Instructions to follow :: Count the lines below that contain the word "water", matching case exactly, and give only the number.

Information provided ::
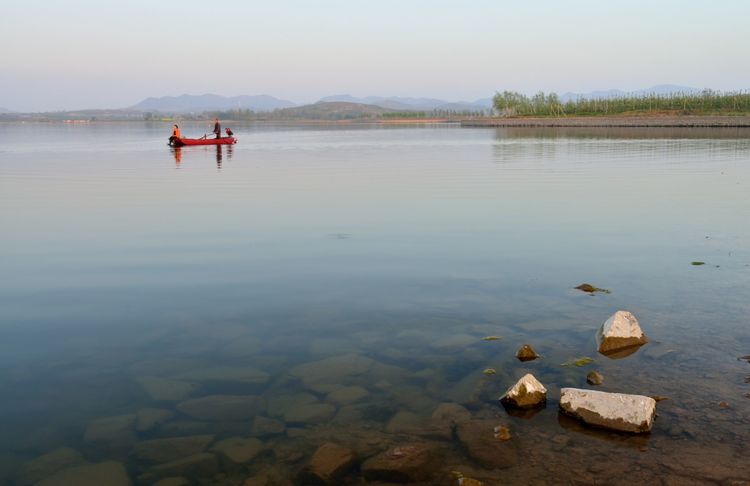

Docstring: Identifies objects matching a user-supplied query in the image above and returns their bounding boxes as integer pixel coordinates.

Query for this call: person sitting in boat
[169,125,182,144]
[214,118,221,138]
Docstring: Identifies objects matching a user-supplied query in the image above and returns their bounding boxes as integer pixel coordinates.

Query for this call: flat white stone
[560,388,656,433]
[500,373,547,408]
[596,310,648,354]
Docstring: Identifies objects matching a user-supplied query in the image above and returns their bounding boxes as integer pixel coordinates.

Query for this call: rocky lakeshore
[1,304,750,486]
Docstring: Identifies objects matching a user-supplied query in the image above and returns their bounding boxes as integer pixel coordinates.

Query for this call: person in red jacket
[214,118,221,138]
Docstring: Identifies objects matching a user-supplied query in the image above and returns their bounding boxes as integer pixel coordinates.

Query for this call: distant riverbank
[461,115,750,127]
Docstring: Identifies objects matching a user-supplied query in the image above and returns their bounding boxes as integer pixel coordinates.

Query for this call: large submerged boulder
[456,420,518,469]
[560,388,656,433]
[596,310,648,358]
[516,344,539,361]
[36,461,131,486]
[362,443,443,483]
[500,373,547,408]
[299,442,357,484]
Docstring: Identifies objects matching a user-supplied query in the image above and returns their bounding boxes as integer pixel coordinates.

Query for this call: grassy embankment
[493,90,750,118]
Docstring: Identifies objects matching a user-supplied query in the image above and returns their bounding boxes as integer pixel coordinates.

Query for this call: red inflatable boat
[169,137,237,147]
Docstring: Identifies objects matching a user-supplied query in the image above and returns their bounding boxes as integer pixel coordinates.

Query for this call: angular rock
[252,415,286,437]
[211,437,263,464]
[36,461,131,486]
[136,376,196,402]
[83,415,135,447]
[133,435,214,463]
[500,373,547,408]
[16,447,86,484]
[326,386,370,405]
[596,310,648,358]
[299,442,357,484]
[516,344,539,361]
[560,388,656,433]
[362,443,443,483]
[139,452,219,481]
[456,420,518,469]
[586,371,604,385]
[177,395,262,422]
[135,408,174,432]
[284,403,336,424]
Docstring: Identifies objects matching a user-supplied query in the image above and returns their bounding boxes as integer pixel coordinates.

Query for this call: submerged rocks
[299,442,357,484]
[252,415,286,437]
[284,403,336,424]
[289,354,375,387]
[362,443,443,483]
[138,452,219,482]
[586,371,604,385]
[83,415,135,447]
[133,435,214,463]
[326,386,370,405]
[596,310,648,358]
[211,437,263,464]
[516,344,539,361]
[560,388,656,433]
[177,395,262,422]
[456,420,518,469]
[135,408,174,432]
[500,373,547,408]
[36,461,131,486]
[136,376,195,402]
[432,403,471,424]
[16,447,86,485]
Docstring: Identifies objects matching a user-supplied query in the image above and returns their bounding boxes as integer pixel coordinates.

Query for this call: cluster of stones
[17,311,655,486]
[500,311,656,433]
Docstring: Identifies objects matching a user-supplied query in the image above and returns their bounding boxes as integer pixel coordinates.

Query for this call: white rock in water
[500,373,547,408]
[560,388,656,433]
[596,311,648,357]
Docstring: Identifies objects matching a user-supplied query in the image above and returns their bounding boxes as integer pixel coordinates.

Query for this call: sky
[0,0,750,111]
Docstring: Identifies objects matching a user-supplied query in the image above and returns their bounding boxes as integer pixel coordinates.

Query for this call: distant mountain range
[129,94,492,113]
[131,84,701,113]
[320,95,492,111]
[269,101,393,120]
[560,84,702,103]
[130,94,297,113]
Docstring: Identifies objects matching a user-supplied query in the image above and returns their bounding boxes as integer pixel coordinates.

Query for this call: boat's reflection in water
[169,145,234,169]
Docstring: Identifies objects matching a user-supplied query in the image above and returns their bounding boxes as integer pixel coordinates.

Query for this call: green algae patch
[575,283,612,294]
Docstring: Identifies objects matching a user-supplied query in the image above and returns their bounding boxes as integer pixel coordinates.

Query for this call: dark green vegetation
[576,283,612,294]
[493,90,750,117]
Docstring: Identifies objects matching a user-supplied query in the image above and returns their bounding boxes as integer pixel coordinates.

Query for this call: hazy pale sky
[0,0,750,111]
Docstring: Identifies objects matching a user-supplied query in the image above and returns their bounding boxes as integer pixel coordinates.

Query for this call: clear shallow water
[0,123,750,484]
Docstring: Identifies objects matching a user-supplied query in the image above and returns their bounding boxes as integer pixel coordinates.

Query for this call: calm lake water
[0,123,750,485]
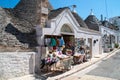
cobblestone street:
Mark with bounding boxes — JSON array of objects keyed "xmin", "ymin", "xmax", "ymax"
[{"xmin": 62, "ymin": 51, "xmax": 120, "ymax": 80}]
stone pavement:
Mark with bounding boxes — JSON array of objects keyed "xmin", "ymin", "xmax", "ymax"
[{"xmin": 9, "ymin": 49, "xmax": 118, "ymax": 80}]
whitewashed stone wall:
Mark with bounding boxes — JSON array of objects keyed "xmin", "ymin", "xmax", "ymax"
[{"xmin": 0, "ymin": 52, "xmax": 36, "ymax": 80}]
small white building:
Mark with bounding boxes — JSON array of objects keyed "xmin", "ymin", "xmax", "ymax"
[
  {"xmin": 41, "ymin": 8, "xmax": 102, "ymax": 57},
  {"xmin": 100, "ymin": 21, "xmax": 120, "ymax": 51}
]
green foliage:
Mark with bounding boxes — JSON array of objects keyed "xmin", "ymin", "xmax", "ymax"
[{"xmin": 114, "ymin": 43, "xmax": 119, "ymax": 48}]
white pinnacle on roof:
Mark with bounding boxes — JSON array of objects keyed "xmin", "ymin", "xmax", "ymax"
[{"xmin": 90, "ymin": 9, "xmax": 94, "ymax": 15}]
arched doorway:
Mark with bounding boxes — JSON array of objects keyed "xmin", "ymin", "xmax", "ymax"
[{"xmin": 61, "ymin": 24, "xmax": 75, "ymax": 50}]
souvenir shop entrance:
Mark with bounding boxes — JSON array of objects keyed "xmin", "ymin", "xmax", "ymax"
[{"xmin": 62, "ymin": 34, "xmax": 75, "ymax": 46}]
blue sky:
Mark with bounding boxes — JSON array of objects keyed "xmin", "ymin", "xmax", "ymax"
[{"xmin": 0, "ymin": 0, "xmax": 120, "ymax": 19}]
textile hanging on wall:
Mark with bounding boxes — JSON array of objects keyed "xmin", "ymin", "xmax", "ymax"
[
  {"xmin": 59, "ymin": 37, "xmax": 65, "ymax": 46},
  {"xmin": 44, "ymin": 38, "xmax": 51, "ymax": 46},
  {"xmin": 50, "ymin": 38, "xmax": 56, "ymax": 46}
]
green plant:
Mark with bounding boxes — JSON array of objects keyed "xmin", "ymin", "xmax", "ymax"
[{"xmin": 114, "ymin": 43, "xmax": 119, "ymax": 48}]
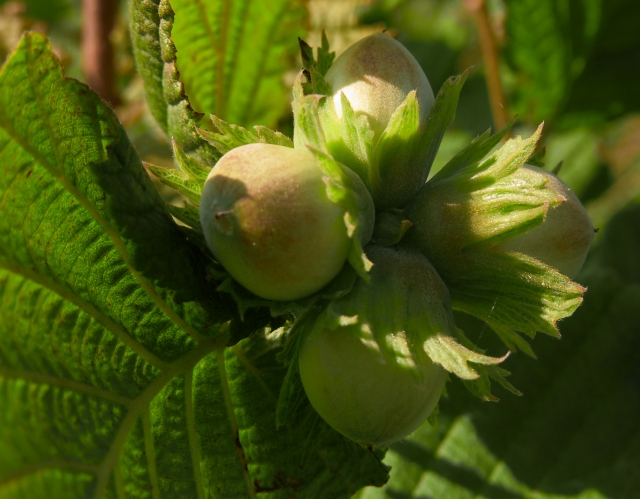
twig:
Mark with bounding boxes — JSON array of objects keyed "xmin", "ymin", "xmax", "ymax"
[
  {"xmin": 82, "ymin": 0, "xmax": 120, "ymax": 106},
  {"xmin": 464, "ymin": 0, "xmax": 509, "ymax": 130}
]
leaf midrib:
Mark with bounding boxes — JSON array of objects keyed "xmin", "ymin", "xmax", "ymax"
[
  {"xmin": 0, "ymin": 260, "xmax": 168, "ymax": 370},
  {"xmin": 0, "ymin": 87, "xmax": 205, "ymax": 343},
  {"xmin": 93, "ymin": 340, "xmax": 225, "ymax": 499}
]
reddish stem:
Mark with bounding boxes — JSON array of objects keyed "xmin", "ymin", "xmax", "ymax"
[{"xmin": 82, "ymin": 0, "xmax": 120, "ymax": 106}]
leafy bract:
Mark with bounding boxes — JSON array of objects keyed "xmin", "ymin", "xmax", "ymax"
[
  {"xmin": 406, "ymin": 123, "xmax": 585, "ymax": 356},
  {"xmin": 0, "ymin": 34, "xmax": 386, "ymax": 499},
  {"xmin": 356, "ymin": 205, "xmax": 640, "ymax": 499}
]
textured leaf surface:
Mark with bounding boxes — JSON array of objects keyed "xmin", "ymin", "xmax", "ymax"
[
  {"xmin": 130, "ymin": 0, "xmax": 219, "ymax": 165},
  {"xmin": 0, "ymin": 34, "xmax": 386, "ymax": 499},
  {"xmin": 359, "ymin": 206, "xmax": 640, "ymax": 499},
  {"xmin": 171, "ymin": 0, "xmax": 306, "ymax": 131}
]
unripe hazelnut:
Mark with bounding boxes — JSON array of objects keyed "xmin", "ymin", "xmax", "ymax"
[
  {"xmin": 325, "ymin": 33, "xmax": 435, "ymax": 144},
  {"xmin": 299, "ymin": 245, "xmax": 455, "ymax": 447},
  {"xmin": 200, "ymin": 143, "xmax": 373, "ymax": 300},
  {"xmin": 496, "ymin": 165, "xmax": 595, "ymax": 278}
]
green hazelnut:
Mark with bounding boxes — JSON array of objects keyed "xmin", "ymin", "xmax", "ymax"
[
  {"xmin": 299, "ymin": 245, "xmax": 448, "ymax": 447},
  {"xmin": 496, "ymin": 165, "xmax": 595, "ymax": 278},
  {"xmin": 325, "ymin": 33, "xmax": 435, "ymax": 145},
  {"xmin": 200, "ymin": 143, "xmax": 373, "ymax": 300}
]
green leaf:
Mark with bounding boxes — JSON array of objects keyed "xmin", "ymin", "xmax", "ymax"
[
  {"xmin": 357, "ymin": 206, "xmax": 640, "ymax": 499},
  {"xmin": 130, "ymin": 0, "xmax": 220, "ymax": 165},
  {"xmin": 415, "ymin": 69, "xmax": 470, "ymax": 184},
  {"xmin": 171, "ymin": 0, "xmax": 306, "ymax": 127},
  {"xmin": 505, "ymin": 0, "xmax": 572, "ymax": 122},
  {"xmin": 0, "ymin": 34, "xmax": 387, "ymax": 499},
  {"xmin": 406, "ymin": 127, "xmax": 585, "ymax": 357},
  {"xmin": 198, "ymin": 116, "xmax": 259, "ymax": 155}
]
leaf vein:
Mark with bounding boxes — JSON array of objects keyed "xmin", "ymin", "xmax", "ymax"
[{"xmin": 0, "ymin": 260, "xmax": 167, "ymax": 369}]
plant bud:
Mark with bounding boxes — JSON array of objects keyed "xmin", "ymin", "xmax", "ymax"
[
  {"xmin": 200, "ymin": 143, "xmax": 373, "ymax": 300},
  {"xmin": 325, "ymin": 33, "xmax": 435, "ymax": 145},
  {"xmin": 497, "ymin": 165, "xmax": 595, "ymax": 279},
  {"xmin": 319, "ymin": 33, "xmax": 435, "ymax": 210},
  {"xmin": 299, "ymin": 245, "xmax": 455, "ymax": 446}
]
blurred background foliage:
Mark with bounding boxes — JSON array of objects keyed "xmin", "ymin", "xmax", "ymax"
[{"xmin": 0, "ymin": 0, "xmax": 640, "ymax": 499}]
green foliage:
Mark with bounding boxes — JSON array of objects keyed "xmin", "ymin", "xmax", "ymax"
[
  {"xmin": 0, "ymin": 34, "xmax": 387, "ymax": 499},
  {"xmin": 505, "ymin": 0, "xmax": 640, "ymax": 127},
  {"xmin": 171, "ymin": 0, "xmax": 306, "ymax": 131},
  {"xmin": 357, "ymin": 206, "xmax": 640, "ymax": 499}
]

Task result :: 4